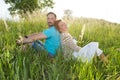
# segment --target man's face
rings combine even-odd
[[[56,17],[54,14],[49,14],[47,16],[47,23],[48,23],[48,26],[53,26],[54,25],[54,22],[56,21]]]

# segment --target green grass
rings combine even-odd
[[[64,60],[60,52],[54,59],[46,52],[36,52],[30,47],[22,51],[16,45],[19,35],[41,32],[47,28],[46,20],[7,21],[8,31],[0,20],[0,80],[116,80],[120,77],[120,25],[104,21],[77,20],[70,23],[70,33],[79,46],[97,41],[105,55],[107,65],[98,58],[91,63]],[[86,30],[83,40],[79,35],[83,24]]]

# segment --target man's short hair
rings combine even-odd
[[[47,13],[47,16],[48,16],[49,14],[53,14],[53,15],[55,16],[55,18],[57,18],[57,16],[56,16],[55,13],[53,13],[53,12],[49,12],[49,13]]]

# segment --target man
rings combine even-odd
[[[56,54],[56,50],[60,45],[60,34],[54,27],[54,22],[56,21],[56,14],[53,12],[49,12],[47,14],[47,23],[49,28],[44,30],[43,32],[31,34],[17,40],[18,44],[31,43],[32,47],[35,49],[44,48],[50,57],[54,57]],[[42,44],[40,39],[46,39],[45,44]],[[37,40],[37,41],[36,41]]]

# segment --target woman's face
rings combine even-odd
[[[58,26],[59,26],[60,32],[68,31],[68,27],[67,27],[67,24],[65,22],[60,21]]]

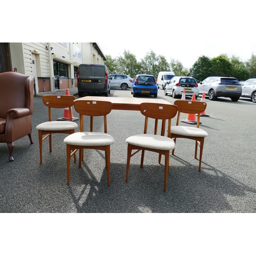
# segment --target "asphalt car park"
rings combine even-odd
[[[133,96],[130,90],[114,89],[109,97]],[[147,95],[137,97],[152,98]],[[163,90],[159,91],[157,98],[172,103],[176,100],[164,95]],[[199,96],[197,100],[201,99]],[[234,102],[229,98],[210,101],[206,97],[205,102],[209,117],[201,118],[200,127],[208,136],[205,140],[201,170],[198,171],[198,160],[194,158],[194,143],[177,139],[175,155],[170,156],[167,191],[164,192],[164,158],[159,164],[158,156],[154,153],[146,152],[142,168],[139,154],[133,157],[129,180],[125,181],[125,139],[143,131],[144,118],[138,111],[113,110],[108,116],[108,132],[115,140],[111,146],[110,186],[106,183],[104,154],[90,150],[84,153],[81,168],[77,160],[76,163],[72,161],[71,183],[67,185],[65,135],[53,137],[51,153],[48,142],[45,142],[44,161],[39,163],[35,127],[47,120],[47,110],[41,98],[35,97],[34,144],[30,144],[26,137],[17,140],[14,161],[9,162],[7,146],[0,143],[0,211],[256,212],[256,148],[251,132],[256,125],[255,104],[243,98]],[[62,117],[63,111],[53,113],[53,119]],[[79,116],[74,109],[73,113]],[[84,119],[87,128],[88,120]],[[102,121],[99,118],[95,121],[95,127],[100,130]],[[174,118],[172,125],[175,124]],[[154,124],[152,127],[154,129]]]

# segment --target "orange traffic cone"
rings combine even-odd
[[[186,100],[186,94],[185,94],[185,90],[183,89],[183,92],[182,93],[182,96],[181,96],[181,100]]]
[[[69,94],[69,89],[66,89],[66,95],[70,95]],[[72,112],[72,107],[71,107],[71,117],[72,118],[72,121],[74,122],[75,121],[77,121],[79,120],[79,119],[77,117],[74,117],[74,116],[73,115],[73,112]],[[63,116],[62,118],[58,118],[57,121],[69,121],[70,118],[69,118],[69,108],[66,108],[64,109],[64,115]]]
[[[204,102],[205,102],[205,93],[203,93],[203,95],[202,96],[202,98],[201,99],[201,101]],[[207,115],[206,114],[205,114],[205,111],[204,111],[203,112],[200,113],[200,116],[210,116],[209,115]]]
[[[194,94],[192,96],[192,101],[196,100],[196,95]],[[189,123],[190,124],[197,124],[197,120],[195,114],[188,114],[187,115],[187,118],[185,120],[182,120],[181,122],[183,123]]]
= = = = =
### GIVEN EXERCISE
Locate each line in the material above that contains the string "face" with the same capitalization, and copy those lines.

### WRITTEN SOLUTION
# segment --target man's face
# segment --target woman's face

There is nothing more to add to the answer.